FRAGMENTO DE ORIGEN –
La estabilización de la economía era indispensable, además de una condición sin la cual el país habría entrado en un caos mucho peor que cualquier cosa que se haya visto a lo largo de los últimos meses. Aunque tardío, el programa de estabilización fue muy severo y ha logrado la mayor parte de los objetivos que se propuso. Pero su objetivo se limitaba a estabilizar la economía, es decir, a absorber el shock causado por la devaluación. La premisa detrás del plan de estabilización era que una vez extirpada la inflación, la economía volvería a arrancar por sí misma. El problema es que la economía alcanzó un aceptable grado de estabilidad en los años pasados pero no fructificó en un crecimiento muy elevado. Haber supuesto que el crecimiento se arrancaría por sí mismo en condiciones mucho más adversas era ilusorio.
Pero en adición a las dificultades del ajuste mismo, la problemática del país ha cambiado, sobre todo en dos ámbitos: el político y el del actuar gubernamental. Estos cambios son suficientemente grandes como para asegurar que lo que funcionaba en el pasado ya no necesariamente funcionará en la actualidad. Veamos
Por el lado político, la situación ha cambiado en por lo menos cuatro áreas, transformando las condiciones de entrada de una manera fundamental. Primero, el PRI ya no tiene capacidad de garantizar una coalición automática que le permita al gobierno llevar a cabo sus programas. Esto, de hecho, ocurrió desde finales de los ochenta, pero ahora resulta inexorable. En segundo lugar, existe una competencia real por el poder que no se sujeta a reglas acordadas por todos. Las viejas reglas del sistema político tradicional ya no son aceptadas por nadie (y nadie intenta hacerlas cumplir) y, a la vez, no se ha logrado crear un nuevo marco institucional que todos los partidos y grupos políticos acepten como válido. Es decir, nos encontramos ante un fenómeno nuevo, que se caracteriza por la existencia de un espacio libre para la competencia política donde no hay límites y todo se vale. En tercer lugar, los viejos mecanismos de control político de que se valía el sistema ya no existen o están en plena decadencia. Ese es el caso de los controles corporativos, de los mecanismos de control burocrático, de la discrecionalidad a todos nieveles de gobierno, etcétera. Finalmente, la crisis económica ha mermado drásticamente la credibilidad gubernamental, lo que inevitablemente ha disminuido el potencial de éxito de cualquier programa que el gobierno pudiese proponer.
Las condiciones políticas, pues, son totalmente inéditas. El entorno en el cual actúa el gobierno es francamente distinto a cualquier situación previa, lo que de entrada hace poco útiles las comparaciones que pudiesen hacerse con el pasado. Por otra parte, sin embargo, el gobierno ha hecho muy poco para contrarrestar estas limitaciones. Su programa económico fue sin duda una respuesta excepcionalmente honesta y responsable a la crisis que explotó en diciembre pasado. Pero, por prudente y responsable que haya sido esa respuesta, no fue suficiente. El país enfrenta problemas muy fundamentales que requieren acciones concretas y éstas no aparecen. De hecho, quizá el problema más fundamental es precisamente el hecho de que no hay respuestas: la población no sabe a que atenerse, y ese es el peor mundo posible, y la madre de todas las crisis financieras.

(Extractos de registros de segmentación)
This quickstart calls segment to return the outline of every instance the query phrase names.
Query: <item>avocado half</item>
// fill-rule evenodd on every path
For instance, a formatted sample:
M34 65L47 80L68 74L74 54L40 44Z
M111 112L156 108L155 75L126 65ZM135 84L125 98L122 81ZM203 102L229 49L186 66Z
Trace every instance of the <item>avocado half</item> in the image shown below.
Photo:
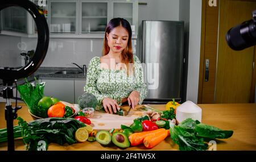
M108 146L111 143L110 134L106 131L100 131L96 134L96 140L103 146Z
M112 135L112 142L121 148L130 147L130 141L126 134L123 132L116 132Z

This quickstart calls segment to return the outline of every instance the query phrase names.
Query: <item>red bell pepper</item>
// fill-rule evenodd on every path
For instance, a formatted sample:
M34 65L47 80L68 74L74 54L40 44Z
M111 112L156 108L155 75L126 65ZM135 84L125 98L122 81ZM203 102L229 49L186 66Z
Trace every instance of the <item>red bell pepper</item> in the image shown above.
M75 119L77 119L77 121L79 121L81 122L83 122L84 123L87 124L88 125L90 124L92 122L90 122L90 119L87 118L83 116L76 116L74 118Z
M142 122L143 131L149 131L158 129L158 126L148 120L145 120Z

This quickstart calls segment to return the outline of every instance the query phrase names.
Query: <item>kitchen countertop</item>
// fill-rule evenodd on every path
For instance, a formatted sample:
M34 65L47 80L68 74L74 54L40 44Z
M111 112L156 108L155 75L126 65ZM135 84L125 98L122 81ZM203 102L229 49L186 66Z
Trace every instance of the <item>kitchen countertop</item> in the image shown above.
M5 120L5 105L0 103L0 128L6 127ZM27 122L32 121L24 103L18 111L18 116ZM232 137L226 139L218 139L217 150L256 150L256 104L199 104L202 109L202 123L218 127L222 130L234 131ZM160 110L164 110L165 105L150 105L150 106ZM14 125L18 124L14 121ZM24 150L25 147L22 139L15 140L15 150ZM0 150L7 150L7 142L0 143ZM174 143L170 137L151 149L156 151L177 150L178 146ZM138 151L148 150L143 144L130 147L122 149L117 146L102 147L97 142L85 142L60 146L56 143L49 144L50 150L87 150L87 151Z
M87 69L86 69L87 70ZM60 71L74 71L74 72L81 72L79 74L57 74L56 72ZM87 70L86 70L87 71ZM28 82L31 82L35 80L35 77L36 79L42 78L81 78L86 79L86 75L84 75L81 70L79 68L65 68L65 67L39 67L38 70L27 78ZM17 81L18 85L22 85L25 83L24 79L20 79ZM15 87L15 84L11 87ZM0 80L0 96L2 90L5 86L3 85L2 80Z

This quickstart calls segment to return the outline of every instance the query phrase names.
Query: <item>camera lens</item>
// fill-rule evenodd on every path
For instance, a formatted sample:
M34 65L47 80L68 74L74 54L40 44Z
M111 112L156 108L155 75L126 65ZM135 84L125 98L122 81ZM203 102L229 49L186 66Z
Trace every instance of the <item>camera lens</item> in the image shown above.
M240 51L256 44L256 27L253 20L248 20L230 28L226 35L229 46Z

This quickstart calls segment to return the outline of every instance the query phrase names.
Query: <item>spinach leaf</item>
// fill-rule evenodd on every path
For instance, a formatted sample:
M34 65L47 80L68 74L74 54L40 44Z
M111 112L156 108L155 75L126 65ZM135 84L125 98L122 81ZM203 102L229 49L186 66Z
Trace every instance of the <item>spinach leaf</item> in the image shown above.
M28 109L33 114L37 114L38 103L39 100L44 96L44 89L45 82L39 82L35 77L35 85L28 82L27 79L25 78L26 83L22 85L18 85L17 89L20 94L20 97Z
M196 121L191 118L188 118L179 124L179 127L186 130L194 130L196 125Z
M19 125L27 149L45 150L48 143L72 144L76 142L76 131L86 125L74 118L48 118L27 123L19 117Z
M226 139L232 136L233 133L233 131L224 131L203 123L197 124L195 131L197 136L209 138Z
M175 111L175 110L173 107L171 107L170 110L163 111L163 115L161 115L161 118L170 120L175 119L176 118Z

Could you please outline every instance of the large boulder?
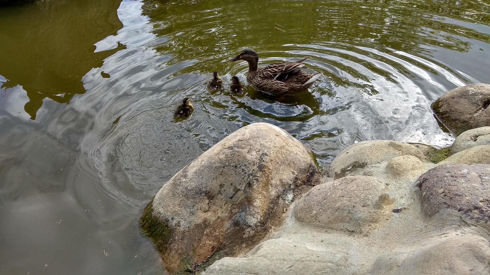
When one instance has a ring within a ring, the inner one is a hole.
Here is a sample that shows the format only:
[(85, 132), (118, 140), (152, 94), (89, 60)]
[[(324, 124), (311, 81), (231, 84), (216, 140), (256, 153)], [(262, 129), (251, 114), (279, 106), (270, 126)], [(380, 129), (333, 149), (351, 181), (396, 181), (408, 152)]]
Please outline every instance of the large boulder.
[(254, 123), (179, 171), (140, 221), (167, 270), (197, 271), (203, 262), (243, 253), (262, 241), (316, 182), (310, 154), (284, 130)]
[(344, 151), (338, 178), (294, 202), (270, 239), (202, 274), (489, 274), (490, 165), (438, 166), (387, 140)]
[(449, 156), (479, 145), (490, 145), (490, 127), (472, 129), (458, 136), (451, 146)]
[(264, 242), (244, 257), (225, 257), (202, 275), (350, 275), (358, 267), (341, 250), (317, 250), (304, 242), (278, 238)]
[(456, 136), (490, 126), (490, 85), (479, 83), (454, 89), (432, 103), (439, 120)]
[(439, 165), (420, 176), (415, 185), (426, 216), (448, 213), (490, 229), (490, 165)]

INSTRUCCIÓN –
Prosigue el texto sobre la estabilización de la economía y los cambios políticos del país a partir de su última oración.

RESPUESTA –
Los que se oponen a una economía abierta, de mercado y caracterizada por la competencia, no pueden estar satisfechos, pues el gobierno no ha virado hacia atrás, no ha intentado echar para abajo los cambios de la última década, ni ha recurrido al populismo. Pero igualmente insatisfechos están los que apoyan la apertura, una mayor acción de la inversión privada y una acelerada incorporación a la economía internacional, pues no han visto que el gobierno se comprometa con este esquema en modo alguno. El gobierno, de hecho, se ha colocado en la mitad de dos fuegos, sin definirse en un sentido o en otro y, más importante, sin procurar construir apoyos, expectativas y fuentes de inversión que sostengan sus objetivos y permitan hacerlos realidad.
Es aquí donde se explican los problemas financieros de los últimos días. Ciertamente ha habido una fuerte efervesencia en el entorno político, dado que han hecho aparición toda clase de miembros de la vieja guardia política -algo inusual en nuestro sistema político tradicional-, se han dado toda clase de manifestaciones no institucionales y violentas y se ha multiplicado el número de actos políticos con clara intención de impactar el entorno nacional. No tengo duda que cada uno de estos eventos tiene una explicación perfectamente lógica y analizable. Lo que ha desquiciado a los mercados, sin embargo, no fueron esos actos, sino el contexto en que se dieron.
Lo que pasó, desde mi perspectiva, no fue que tuvieran lugar diversas manifestaciones políticas, sino que éstas se dieran en un contexto en el cual a) el gobierno no ha empatado sus objetivos políticos con su actuar cotidiano; b) no es claro hacia dónde se dirige la política económica y es público que existen diferencias importantes en esta materia dentro del gobierno; y c) más allá de la política económica inmediata y de su importancia central para el crecimiento y el empleo, no existe claridad sobre temas básicos como la inversión extranjera, el TLC, la desregulación, etcétera, que son los factores que harán posible o imposible el crecimiento de la inversión de largo plazo, nacional y extranjera.
Desde esta perspectiva, la política económica sin definición y sin búsqueda de adeptos ha llegado a un callejón sin salida. El gobierno tiene que señalar objetivos claros y comprensibles por todos, y hacer todo lo necesario para que estos se hagan realidad. Como están las cosas, tanto en el ámbito político como en cuanto a los objetivos económicos gubernamentales, la inversión no se va a materializar y, sin ella, todo el programa económico caerá por su propio peso.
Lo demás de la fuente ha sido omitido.